━━ SOURCE INFORMATION

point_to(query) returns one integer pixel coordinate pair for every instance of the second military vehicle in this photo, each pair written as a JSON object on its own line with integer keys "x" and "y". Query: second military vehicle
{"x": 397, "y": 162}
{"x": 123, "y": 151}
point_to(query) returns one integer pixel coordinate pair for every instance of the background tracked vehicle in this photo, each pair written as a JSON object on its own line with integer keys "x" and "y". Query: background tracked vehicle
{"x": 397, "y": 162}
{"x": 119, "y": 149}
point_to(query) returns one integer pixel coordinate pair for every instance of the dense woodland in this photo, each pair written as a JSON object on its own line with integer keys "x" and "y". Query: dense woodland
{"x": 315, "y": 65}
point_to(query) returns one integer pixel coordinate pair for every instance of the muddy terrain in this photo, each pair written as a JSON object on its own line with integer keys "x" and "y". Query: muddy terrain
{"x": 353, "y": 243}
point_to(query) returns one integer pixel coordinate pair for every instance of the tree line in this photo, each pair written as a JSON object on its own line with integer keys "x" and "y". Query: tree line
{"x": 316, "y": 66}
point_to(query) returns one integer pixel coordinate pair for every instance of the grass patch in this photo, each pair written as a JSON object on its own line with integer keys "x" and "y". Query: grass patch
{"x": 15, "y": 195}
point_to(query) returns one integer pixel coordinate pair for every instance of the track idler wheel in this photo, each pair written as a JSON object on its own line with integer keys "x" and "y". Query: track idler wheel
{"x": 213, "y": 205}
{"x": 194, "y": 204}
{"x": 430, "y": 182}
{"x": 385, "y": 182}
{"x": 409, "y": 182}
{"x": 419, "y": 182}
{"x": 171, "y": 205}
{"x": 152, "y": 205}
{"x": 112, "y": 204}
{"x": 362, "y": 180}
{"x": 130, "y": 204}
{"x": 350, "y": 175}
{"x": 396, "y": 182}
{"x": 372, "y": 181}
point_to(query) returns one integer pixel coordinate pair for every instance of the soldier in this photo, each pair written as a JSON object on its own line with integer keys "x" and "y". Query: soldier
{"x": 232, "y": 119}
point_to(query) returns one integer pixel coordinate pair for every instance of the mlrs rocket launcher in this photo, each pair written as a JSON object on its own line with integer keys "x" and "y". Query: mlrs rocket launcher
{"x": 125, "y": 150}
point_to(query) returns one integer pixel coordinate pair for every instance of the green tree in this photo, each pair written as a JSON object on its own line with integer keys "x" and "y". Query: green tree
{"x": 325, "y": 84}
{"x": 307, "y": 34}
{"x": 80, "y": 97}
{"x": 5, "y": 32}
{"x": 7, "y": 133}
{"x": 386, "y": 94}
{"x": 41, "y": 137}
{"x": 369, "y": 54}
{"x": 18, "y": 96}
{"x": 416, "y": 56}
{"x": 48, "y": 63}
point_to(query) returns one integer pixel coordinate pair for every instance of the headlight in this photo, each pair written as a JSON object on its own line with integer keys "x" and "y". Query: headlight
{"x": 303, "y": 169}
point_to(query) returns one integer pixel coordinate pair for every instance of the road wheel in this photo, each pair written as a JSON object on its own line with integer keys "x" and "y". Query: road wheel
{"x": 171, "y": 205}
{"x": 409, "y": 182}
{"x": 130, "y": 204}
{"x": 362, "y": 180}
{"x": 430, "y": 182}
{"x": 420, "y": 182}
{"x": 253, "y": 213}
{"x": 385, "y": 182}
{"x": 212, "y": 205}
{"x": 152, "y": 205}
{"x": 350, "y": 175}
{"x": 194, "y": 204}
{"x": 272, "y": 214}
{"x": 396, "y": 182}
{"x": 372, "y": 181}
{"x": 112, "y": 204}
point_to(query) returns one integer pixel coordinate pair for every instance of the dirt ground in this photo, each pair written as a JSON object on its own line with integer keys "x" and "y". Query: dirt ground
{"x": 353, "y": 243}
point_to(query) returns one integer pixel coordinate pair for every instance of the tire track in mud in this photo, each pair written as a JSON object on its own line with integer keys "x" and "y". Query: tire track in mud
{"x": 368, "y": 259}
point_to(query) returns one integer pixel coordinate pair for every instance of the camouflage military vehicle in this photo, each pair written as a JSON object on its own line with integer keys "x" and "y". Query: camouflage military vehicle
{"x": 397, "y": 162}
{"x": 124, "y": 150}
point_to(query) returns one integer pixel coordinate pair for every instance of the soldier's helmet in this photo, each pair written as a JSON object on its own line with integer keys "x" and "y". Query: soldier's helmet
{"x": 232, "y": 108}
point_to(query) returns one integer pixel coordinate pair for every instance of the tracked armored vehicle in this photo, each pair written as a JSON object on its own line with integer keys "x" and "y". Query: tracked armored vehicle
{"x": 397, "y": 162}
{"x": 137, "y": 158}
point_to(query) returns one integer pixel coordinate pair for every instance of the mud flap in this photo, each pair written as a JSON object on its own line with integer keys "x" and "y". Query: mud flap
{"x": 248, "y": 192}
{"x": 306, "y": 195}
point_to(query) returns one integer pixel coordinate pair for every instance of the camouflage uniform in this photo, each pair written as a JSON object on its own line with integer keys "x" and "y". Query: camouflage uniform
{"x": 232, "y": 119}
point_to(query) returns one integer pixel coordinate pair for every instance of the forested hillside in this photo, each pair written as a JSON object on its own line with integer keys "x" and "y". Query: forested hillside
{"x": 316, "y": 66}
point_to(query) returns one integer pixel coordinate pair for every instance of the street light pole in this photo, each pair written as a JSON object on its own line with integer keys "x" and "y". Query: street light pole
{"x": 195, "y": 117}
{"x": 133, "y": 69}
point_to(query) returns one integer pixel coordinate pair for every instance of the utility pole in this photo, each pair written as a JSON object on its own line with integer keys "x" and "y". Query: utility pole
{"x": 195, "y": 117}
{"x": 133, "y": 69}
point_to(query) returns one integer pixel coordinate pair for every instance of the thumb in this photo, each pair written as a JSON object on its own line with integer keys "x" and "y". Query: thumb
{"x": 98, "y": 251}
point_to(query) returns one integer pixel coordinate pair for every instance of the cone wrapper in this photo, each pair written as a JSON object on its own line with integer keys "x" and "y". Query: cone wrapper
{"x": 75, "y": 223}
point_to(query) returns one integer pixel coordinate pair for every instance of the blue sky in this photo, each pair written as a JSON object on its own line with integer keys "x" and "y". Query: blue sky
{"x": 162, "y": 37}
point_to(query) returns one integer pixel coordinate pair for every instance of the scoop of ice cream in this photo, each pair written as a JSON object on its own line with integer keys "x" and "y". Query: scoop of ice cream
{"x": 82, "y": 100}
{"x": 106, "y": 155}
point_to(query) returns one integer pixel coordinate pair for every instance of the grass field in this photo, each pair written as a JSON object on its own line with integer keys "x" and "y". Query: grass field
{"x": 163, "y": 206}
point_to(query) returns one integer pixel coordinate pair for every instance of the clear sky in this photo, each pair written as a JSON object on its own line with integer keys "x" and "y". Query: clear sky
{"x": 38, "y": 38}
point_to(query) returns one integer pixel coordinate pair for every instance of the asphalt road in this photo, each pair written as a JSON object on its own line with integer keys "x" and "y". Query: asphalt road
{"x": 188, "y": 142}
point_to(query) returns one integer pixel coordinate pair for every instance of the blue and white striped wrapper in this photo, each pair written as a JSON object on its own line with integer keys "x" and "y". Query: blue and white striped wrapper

━━━━

TRY IT: This calls for all of the entries above, repeated exactly.

PROBLEM SOLUTION:
point_to(query) returns one integer pixel coordinate pair for every instance of the second military vehicle in this photo, each pair written as a JSON object on its own line with integer keys "x" and "y". Query: second military vehicle
{"x": 397, "y": 162}
{"x": 123, "y": 151}
point_to(query) returns one integer pixel coordinate pair for every instance of the background tracked vehicle in this photo, each pair written as a JSON object on its own line with integer keys "x" and "y". Query: background tracked vehicle
{"x": 397, "y": 162}
{"x": 119, "y": 149}
point_to(query) returns one integer pixel coordinate pair for every instance of the dense woodland in this photo, each pair written as a JSON object on its own line with integer keys "x" and "y". Query: dense woodland
{"x": 315, "y": 65}
point_to(query) returns one integer pixel coordinate pair for every instance of the muddy terrain in this photo, each pair written as a JSON object on its own line with integer keys "x" and "y". Query: muddy terrain
{"x": 353, "y": 243}
point_to(query) returns one integer pixel coordinate pair for every instance of the tree line in this photo, each pair written as a JSON object on its own line with integer keys "x" and "y". Query: tree line
{"x": 316, "y": 66}
point_to(query) returns one integer pixel coordinate pair for every instance of the grass patch in this photo, each pair written as a JSON object on its own line with integer keys "x" and "y". Query: grass patch
{"x": 15, "y": 195}
point_to(query) returns one integer pixel coordinate pair for every instance of the track idler wheel in this photo, each pair written as a JSON object on its own line with integer keys "x" and "y". Query: track idler wheel
{"x": 213, "y": 205}
{"x": 194, "y": 204}
{"x": 430, "y": 182}
{"x": 385, "y": 182}
{"x": 409, "y": 182}
{"x": 419, "y": 182}
{"x": 171, "y": 205}
{"x": 152, "y": 205}
{"x": 112, "y": 204}
{"x": 362, "y": 180}
{"x": 130, "y": 204}
{"x": 350, "y": 175}
{"x": 396, "y": 182}
{"x": 372, "y": 181}
point_to(query) returns one integer pixel coordinate pair for every instance of the soldier in this photo, each pair written as a JSON object on its own line with integer keys "x" and "y". Query: soldier
{"x": 232, "y": 119}
point_to(query) returns one integer pixel coordinate pair for every instance of the mlrs rocket launcher in this photo, each pair written as a JSON object on its own line with integer keys "x" and "y". Query: mlrs rocket launcher
{"x": 125, "y": 150}
point_to(query) returns one integer pixel coordinate pair for every instance of the green tree in this photo, each pair written as a JSON object on its own line with integer keys "x" and "y". Query: green tree
{"x": 325, "y": 84}
{"x": 307, "y": 34}
{"x": 80, "y": 97}
{"x": 5, "y": 32}
{"x": 7, "y": 133}
{"x": 386, "y": 94}
{"x": 41, "y": 137}
{"x": 369, "y": 54}
{"x": 18, "y": 96}
{"x": 416, "y": 56}
{"x": 48, "y": 63}
point_to(query) returns one integer pixel coordinate pair for every instance of the headlight in this photo, each pair written as a JSON object on its own line with integer keys "x" and "y". Query: headlight
{"x": 303, "y": 169}
point_to(query) returns one integer pixel coordinate pair for every instance of the road wheel in this photo, each pair written as a JSON object on its own line with integer keys "x" and "y". Query: road wheel
{"x": 171, "y": 205}
{"x": 409, "y": 182}
{"x": 130, "y": 204}
{"x": 362, "y": 180}
{"x": 430, "y": 182}
{"x": 420, "y": 182}
{"x": 253, "y": 213}
{"x": 385, "y": 182}
{"x": 212, "y": 205}
{"x": 152, "y": 205}
{"x": 350, "y": 175}
{"x": 194, "y": 204}
{"x": 272, "y": 214}
{"x": 396, "y": 182}
{"x": 372, "y": 181}
{"x": 112, "y": 204}
point_to(query) returns one integer pixel coordinate pair for every instance of the dirt ground in this photo, each pair written as a JSON object on its own line with integer keys "x" and "y". Query: dirt ground
{"x": 353, "y": 243}
point_to(query) returns one integer pixel coordinate pair for every instance of the tire track in mud in this photo, each pair written as a JSON object on its own line with integer keys "x" and "y". Query: tire track in mud
{"x": 368, "y": 259}
point_to(query) returns one integer pixel coordinate pair for every instance of the camouflage military vehicle in this photo, each pair written as a JSON object on its own line with integer keys "x" and "y". Query: camouflage military vehicle
{"x": 397, "y": 162}
{"x": 124, "y": 150}
point_to(query) returns one integer pixel coordinate pair for every instance of the soldier's helmet in this photo, each pair written as a JSON object on its own line with integer keys "x" and "y". Query: soldier's helmet
{"x": 232, "y": 108}
point_to(query) returns one integer pixel coordinate pair for every instance of the tracked armored vehicle in this photo, each pair written as a JSON object on its own line with integer keys "x" and "y". Query: tracked armored vehicle
{"x": 397, "y": 162}
{"x": 137, "y": 158}
point_to(query) returns one integer pixel coordinate pair for every instance of the mud flap in this photo, each pair written as a JSON object on its own line with integer keys "x" and "y". Query: mud flap
{"x": 248, "y": 192}
{"x": 306, "y": 195}
point_to(query) returns one integer pixel coordinate pair for every instance of the camouflage uniform in this photo, each pair written as a JSON object on its own line with integer keys "x" and "y". Query: camouflage uniform
{"x": 232, "y": 119}
point_to(query) returns one integer pixel coordinate pair for every instance of the forested hillside in this photo, each pair written as a JSON object on its own line with integer keys "x" and "y". Query: forested hillside
{"x": 316, "y": 66}
point_to(query) returns one integer pixel coordinate pair for every instance of the street light pole in this photo, each pair written as a JSON object on its own line with integer keys "x" and "y". Query: street light pole
{"x": 195, "y": 117}
{"x": 133, "y": 69}
point_to(query) returns one integer pixel coordinate pair for every instance of the utility pole in this photo, each pair written as a JSON object on its own line with integer keys "x" and "y". Query: utility pole
{"x": 195, "y": 117}
{"x": 133, "y": 69}
point_to(query) returns one integer pixel coordinate pair for every instance of the thumb in this photo, each pair written as a JSON object on its own line with integer keys "x" and "y". Query: thumb
{"x": 98, "y": 251}
point_to(query) returns one integer pixel coordinate pair for every instance of the cone wrapper in this photo, each pair written as a JSON object on its own line with integer keys "x" and "y". Query: cone wrapper
{"x": 75, "y": 223}
point_to(query) returns one integer pixel coordinate pair for every instance of the blue sky in this photo, each pair written as a JSON object on its own line with integer keys "x" and "y". Query: blue sky
{"x": 162, "y": 37}
point_to(query) returns one integer pixel coordinate pair for every instance of the scoop of ice cream in this photo, each pair written as a JSON object on its own line with integer keys "x" and "y". Query: scoop of ice cream
{"x": 82, "y": 100}
{"x": 106, "y": 155}
point_to(query) returns one integer pixel coordinate pair for every instance of the grass field in this photo, each pair written as a JSON object on its own line with integer keys "x" and "y". Query: grass field
{"x": 163, "y": 206}
point_to(query) returns one integer pixel coordinate pair for every instance of the clear sky in this photo, each pair written as a JSON object on its own line with integer keys "x" and "y". Query: clear sky
{"x": 38, "y": 38}
point_to(query) returns one integer pixel coordinate pair for every instance of the asphalt road in this photo, each pair written as a JSON object on its own line with integer keys "x" and "y". Query: asphalt road
{"x": 188, "y": 142}
point_to(query) returns one integer pixel coordinate pair for every instance of the blue and white striped wrapper in this photo, each pair written as a JSON object on its own line with integer keys "x" and "y". Query: blue and white striped wrapper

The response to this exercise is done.